>> start DATA EXTRACT

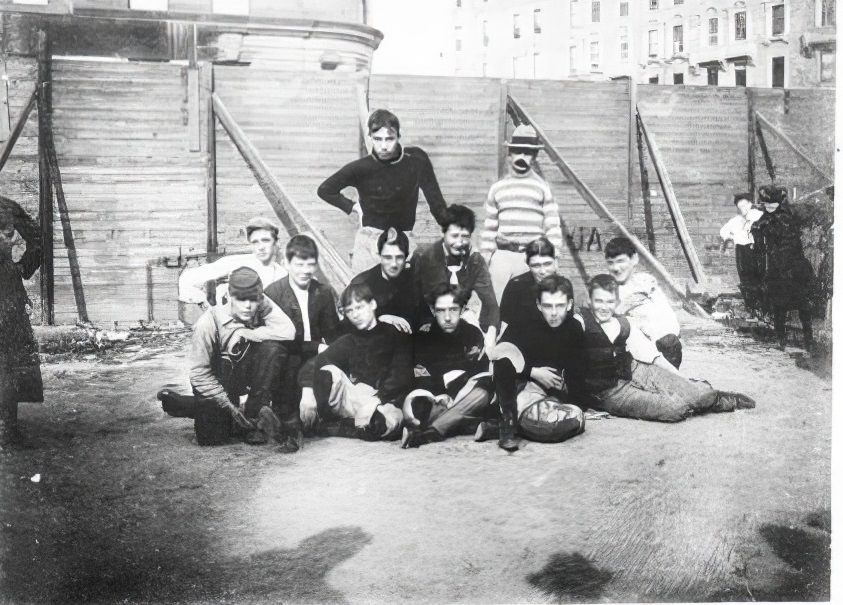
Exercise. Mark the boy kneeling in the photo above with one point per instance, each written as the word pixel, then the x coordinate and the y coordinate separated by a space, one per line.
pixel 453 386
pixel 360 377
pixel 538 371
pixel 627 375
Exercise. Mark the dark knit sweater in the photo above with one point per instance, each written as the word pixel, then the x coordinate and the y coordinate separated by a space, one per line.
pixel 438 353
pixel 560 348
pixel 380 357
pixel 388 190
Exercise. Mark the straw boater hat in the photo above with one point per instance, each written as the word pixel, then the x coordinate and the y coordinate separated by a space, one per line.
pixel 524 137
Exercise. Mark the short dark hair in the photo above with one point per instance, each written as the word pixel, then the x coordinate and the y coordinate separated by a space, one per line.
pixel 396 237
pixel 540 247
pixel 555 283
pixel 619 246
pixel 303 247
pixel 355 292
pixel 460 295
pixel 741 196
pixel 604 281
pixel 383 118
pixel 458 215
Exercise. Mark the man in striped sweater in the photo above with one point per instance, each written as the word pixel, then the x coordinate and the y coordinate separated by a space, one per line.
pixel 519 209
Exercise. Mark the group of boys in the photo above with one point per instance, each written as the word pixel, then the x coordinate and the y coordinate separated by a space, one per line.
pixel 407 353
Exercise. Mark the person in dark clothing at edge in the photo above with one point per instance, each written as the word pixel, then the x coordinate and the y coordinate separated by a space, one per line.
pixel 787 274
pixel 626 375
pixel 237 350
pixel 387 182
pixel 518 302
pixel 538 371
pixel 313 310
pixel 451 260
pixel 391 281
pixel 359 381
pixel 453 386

>> end DATA EXTRACT
>> start DATA EXTRACT

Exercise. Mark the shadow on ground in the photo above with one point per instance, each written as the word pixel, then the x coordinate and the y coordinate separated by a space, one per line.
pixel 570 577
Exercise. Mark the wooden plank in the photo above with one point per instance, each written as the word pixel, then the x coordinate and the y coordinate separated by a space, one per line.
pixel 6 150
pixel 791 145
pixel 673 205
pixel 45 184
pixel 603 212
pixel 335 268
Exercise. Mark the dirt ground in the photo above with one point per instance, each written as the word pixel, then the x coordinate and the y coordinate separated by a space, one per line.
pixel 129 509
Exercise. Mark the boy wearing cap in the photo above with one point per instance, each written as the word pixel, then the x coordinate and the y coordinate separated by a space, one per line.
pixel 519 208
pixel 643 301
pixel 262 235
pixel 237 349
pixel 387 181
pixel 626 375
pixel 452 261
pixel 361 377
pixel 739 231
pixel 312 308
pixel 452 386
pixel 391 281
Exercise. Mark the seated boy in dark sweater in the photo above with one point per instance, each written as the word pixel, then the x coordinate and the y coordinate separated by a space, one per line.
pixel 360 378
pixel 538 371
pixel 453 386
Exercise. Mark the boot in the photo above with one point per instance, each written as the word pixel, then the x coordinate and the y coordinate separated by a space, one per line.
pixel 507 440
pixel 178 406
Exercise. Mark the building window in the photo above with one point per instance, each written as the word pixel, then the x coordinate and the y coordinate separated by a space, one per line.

>> end DATA EXTRACT

* _TASK GOAL_
Convert the items starting with the line that contains "Exercise. Mark the boy kneeling" and going on through the line that contains "pixel 458 215" into a two-column CSV with the headers text and answer. Give one row per item, with its text and its answer each in a single quoted field and line breaks replaced by spaces.

* _FULL OUTPUT_
text,answer
"Exercise. Mark the boy kneeling in the photo above with one point per instance, each written as the word pixel, then the x coordinate and the y coordinate separated by a space, one per line.","pixel 453 386 pixel 360 377 pixel 538 371 pixel 627 375"
"Exercise. Mark the dark knit sweater in the photo above with one point per instance, each written as the word pixel, then the x coordinate and the y coordinate separated by a space, one per line.","pixel 438 353 pixel 560 348 pixel 380 357 pixel 388 190"
"Exercise. Mark the straw boater hat in the photo above with one point per instance, each written as the word pixel, then the x coordinate and the y coordinate separated by a space, one per line.","pixel 524 137"
"Exercise. Mark the short dark hair in the photo above with one point per instance, each written as the word pixel, then the x coordinate and the y coordinate separated by a space, one per line.","pixel 396 237 pixel 540 247 pixel 555 283 pixel 619 246 pixel 303 247 pixel 355 292 pixel 460 295 pixel 741 196 pixel 604 281 pixel 383 118 pixel 458 215"